What the exercise asks
Which lines of the data contain the string "shorts"? Copy every one.

(Records from a data collection)
++++++++
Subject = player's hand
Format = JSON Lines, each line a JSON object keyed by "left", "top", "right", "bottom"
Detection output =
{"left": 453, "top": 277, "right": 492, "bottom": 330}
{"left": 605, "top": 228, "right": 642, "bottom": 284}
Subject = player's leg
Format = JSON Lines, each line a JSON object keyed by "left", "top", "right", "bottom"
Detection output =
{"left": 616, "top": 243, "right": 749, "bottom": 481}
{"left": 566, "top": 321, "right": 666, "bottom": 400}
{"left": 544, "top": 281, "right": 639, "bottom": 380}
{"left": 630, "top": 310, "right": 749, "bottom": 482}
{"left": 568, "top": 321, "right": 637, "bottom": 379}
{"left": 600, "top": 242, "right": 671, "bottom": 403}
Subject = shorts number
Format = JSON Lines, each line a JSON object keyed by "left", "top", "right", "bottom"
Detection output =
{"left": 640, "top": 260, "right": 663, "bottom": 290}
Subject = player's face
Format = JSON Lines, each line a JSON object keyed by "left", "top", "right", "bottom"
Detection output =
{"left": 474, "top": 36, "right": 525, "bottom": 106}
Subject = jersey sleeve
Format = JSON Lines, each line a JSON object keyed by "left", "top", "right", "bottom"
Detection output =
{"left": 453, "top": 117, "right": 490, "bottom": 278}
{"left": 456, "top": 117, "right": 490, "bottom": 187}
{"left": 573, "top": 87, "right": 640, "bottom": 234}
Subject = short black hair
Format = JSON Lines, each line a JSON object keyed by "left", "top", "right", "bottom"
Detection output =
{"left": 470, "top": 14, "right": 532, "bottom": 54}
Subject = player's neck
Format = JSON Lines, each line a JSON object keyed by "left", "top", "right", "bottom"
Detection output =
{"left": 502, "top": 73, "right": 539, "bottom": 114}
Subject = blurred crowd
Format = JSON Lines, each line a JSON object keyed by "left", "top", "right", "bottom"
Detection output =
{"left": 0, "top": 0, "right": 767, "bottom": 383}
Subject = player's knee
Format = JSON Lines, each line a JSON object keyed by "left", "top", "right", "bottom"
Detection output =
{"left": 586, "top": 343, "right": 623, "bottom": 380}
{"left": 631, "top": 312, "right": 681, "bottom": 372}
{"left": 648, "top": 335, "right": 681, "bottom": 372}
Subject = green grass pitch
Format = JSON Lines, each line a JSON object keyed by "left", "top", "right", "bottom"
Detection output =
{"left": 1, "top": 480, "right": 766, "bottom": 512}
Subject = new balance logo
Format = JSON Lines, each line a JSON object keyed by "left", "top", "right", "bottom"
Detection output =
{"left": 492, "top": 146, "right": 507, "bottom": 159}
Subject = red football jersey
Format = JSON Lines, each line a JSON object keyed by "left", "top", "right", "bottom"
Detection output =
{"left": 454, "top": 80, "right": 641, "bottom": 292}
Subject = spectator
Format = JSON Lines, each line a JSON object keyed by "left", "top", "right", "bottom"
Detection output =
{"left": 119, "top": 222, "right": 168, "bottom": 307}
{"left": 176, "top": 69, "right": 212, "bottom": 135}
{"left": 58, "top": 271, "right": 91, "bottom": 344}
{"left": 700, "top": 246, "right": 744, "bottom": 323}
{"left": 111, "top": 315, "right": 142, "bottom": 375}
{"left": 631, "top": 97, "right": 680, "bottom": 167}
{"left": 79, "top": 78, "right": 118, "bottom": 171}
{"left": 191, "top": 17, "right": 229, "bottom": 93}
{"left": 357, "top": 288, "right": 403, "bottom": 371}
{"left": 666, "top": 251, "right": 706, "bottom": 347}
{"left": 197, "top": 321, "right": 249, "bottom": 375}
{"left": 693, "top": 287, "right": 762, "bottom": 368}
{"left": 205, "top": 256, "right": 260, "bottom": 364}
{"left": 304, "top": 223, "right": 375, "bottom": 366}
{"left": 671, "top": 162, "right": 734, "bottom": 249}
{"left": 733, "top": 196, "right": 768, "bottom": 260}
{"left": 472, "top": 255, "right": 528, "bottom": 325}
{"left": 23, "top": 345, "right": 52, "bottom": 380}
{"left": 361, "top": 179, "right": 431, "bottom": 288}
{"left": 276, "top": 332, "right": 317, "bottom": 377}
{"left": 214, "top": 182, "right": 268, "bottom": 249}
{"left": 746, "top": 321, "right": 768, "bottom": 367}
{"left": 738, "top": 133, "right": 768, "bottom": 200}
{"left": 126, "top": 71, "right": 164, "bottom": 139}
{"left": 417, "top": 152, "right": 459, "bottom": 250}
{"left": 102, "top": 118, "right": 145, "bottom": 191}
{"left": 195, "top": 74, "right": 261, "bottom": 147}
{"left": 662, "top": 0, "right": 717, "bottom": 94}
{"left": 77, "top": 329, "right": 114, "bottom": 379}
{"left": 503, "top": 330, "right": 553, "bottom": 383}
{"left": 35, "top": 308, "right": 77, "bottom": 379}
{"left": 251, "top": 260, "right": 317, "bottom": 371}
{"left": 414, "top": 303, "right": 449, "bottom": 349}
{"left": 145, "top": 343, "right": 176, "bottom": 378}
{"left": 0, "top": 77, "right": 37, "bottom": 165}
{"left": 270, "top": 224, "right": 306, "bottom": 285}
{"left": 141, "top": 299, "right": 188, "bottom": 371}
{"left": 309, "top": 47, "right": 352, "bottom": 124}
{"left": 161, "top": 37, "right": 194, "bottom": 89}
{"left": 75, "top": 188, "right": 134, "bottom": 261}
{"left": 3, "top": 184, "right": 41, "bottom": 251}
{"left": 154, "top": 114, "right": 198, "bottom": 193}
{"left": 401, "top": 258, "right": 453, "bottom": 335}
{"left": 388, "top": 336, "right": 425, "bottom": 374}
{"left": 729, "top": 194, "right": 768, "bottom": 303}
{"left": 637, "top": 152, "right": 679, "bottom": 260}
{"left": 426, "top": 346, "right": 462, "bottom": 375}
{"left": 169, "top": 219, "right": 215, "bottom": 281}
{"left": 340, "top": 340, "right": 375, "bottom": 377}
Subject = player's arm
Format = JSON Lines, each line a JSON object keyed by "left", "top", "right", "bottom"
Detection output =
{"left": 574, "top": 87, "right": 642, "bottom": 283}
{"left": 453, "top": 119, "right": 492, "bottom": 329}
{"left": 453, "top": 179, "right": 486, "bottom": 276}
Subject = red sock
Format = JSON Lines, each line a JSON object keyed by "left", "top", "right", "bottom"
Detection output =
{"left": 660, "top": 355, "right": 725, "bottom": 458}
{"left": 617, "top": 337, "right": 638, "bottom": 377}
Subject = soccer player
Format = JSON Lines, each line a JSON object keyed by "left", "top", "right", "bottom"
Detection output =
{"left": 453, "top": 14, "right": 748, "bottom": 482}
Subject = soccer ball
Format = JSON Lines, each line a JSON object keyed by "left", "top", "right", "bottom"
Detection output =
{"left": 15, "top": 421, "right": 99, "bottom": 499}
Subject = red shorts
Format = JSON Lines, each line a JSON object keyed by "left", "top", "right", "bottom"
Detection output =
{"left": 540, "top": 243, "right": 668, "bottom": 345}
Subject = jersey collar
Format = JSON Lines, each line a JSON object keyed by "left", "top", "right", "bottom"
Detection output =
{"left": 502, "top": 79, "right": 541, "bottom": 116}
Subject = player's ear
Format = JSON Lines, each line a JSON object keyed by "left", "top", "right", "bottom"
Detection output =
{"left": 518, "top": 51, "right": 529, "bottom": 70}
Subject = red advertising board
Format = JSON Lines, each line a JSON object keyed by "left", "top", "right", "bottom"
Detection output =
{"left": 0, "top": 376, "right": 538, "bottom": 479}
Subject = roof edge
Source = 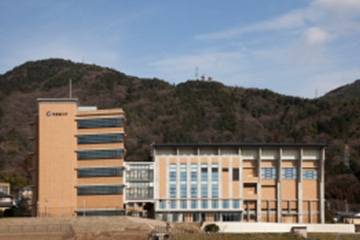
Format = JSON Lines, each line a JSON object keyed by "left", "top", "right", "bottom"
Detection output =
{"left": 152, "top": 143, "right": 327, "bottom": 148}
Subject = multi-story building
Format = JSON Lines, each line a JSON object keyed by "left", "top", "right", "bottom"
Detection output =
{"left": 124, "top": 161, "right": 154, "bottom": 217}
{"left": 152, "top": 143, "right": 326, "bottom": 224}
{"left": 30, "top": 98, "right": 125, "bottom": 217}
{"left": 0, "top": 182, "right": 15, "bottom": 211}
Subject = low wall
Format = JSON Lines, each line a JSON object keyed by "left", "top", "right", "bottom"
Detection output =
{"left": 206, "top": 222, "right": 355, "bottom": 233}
++++++++
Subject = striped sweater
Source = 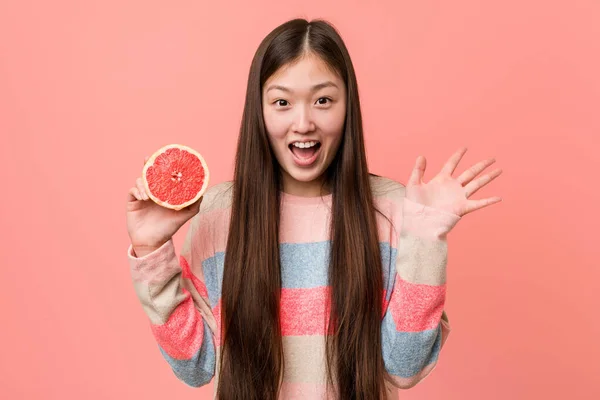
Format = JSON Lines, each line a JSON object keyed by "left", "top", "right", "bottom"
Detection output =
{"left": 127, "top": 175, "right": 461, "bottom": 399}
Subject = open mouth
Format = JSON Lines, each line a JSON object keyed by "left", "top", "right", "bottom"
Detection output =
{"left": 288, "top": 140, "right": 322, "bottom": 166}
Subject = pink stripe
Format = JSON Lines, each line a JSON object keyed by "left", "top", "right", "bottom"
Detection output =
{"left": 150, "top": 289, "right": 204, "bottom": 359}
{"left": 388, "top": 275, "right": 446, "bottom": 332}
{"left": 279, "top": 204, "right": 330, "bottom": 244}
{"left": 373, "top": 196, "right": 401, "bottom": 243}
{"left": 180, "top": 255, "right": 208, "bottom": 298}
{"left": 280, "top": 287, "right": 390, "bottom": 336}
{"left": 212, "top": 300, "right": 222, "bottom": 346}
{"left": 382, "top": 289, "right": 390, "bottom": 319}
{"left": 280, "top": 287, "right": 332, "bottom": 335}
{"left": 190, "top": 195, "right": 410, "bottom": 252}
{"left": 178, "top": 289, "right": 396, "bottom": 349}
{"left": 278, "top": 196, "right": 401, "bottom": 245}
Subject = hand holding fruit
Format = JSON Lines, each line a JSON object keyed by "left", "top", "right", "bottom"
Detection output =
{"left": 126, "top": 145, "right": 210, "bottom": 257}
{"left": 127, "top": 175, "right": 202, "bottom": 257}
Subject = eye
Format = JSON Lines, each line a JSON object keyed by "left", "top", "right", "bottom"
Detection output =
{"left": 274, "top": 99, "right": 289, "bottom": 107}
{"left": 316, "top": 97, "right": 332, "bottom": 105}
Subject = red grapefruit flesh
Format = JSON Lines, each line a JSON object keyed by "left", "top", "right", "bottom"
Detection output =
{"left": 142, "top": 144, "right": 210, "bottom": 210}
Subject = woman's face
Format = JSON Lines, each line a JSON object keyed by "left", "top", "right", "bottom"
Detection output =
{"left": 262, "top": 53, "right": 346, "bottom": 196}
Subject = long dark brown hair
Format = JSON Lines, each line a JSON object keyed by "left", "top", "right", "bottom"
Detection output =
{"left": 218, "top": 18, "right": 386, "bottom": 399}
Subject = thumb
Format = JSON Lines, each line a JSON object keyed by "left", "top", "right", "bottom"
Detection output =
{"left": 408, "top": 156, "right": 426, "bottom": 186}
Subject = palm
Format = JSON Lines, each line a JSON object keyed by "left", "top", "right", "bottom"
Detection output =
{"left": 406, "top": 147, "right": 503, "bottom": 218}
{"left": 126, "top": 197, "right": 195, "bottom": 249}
++++++++
Worked solution
Subject = shorts number
Subject = red shorts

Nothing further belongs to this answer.